Try it: Without changing a word, return the listing below, minus its images.

________________________________________

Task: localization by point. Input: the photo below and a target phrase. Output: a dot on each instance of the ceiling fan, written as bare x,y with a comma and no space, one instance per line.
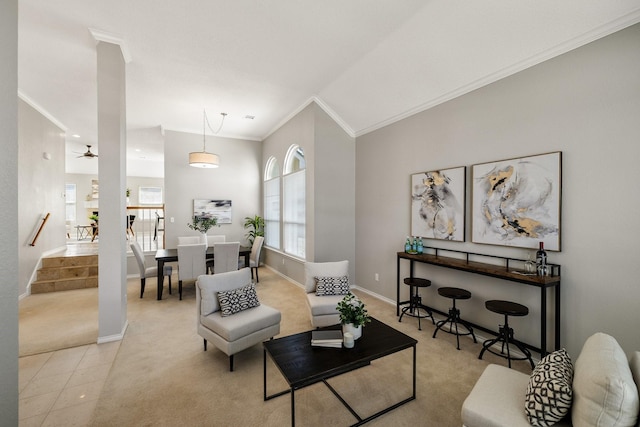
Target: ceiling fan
88,153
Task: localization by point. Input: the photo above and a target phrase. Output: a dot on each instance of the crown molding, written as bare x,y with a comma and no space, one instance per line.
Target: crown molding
41,110
335,116
557,50
103,36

________________________________________

Answer for this exercise:
Task: localization by point. Input: the photo below and a target phrase. Output: a dot on each instance of the ceiling fan, written as bare x,y with a comma and no space, one instance per line.
Target: ceiling fan
88,153
Task: localization by point. Input: the photo above and a target phrase. Output: a dot on each instance of the crown molding, written as bare x,y with a comma and no space, one instance per line.
Target: crown molding
41,110
335,116
557,50
103,36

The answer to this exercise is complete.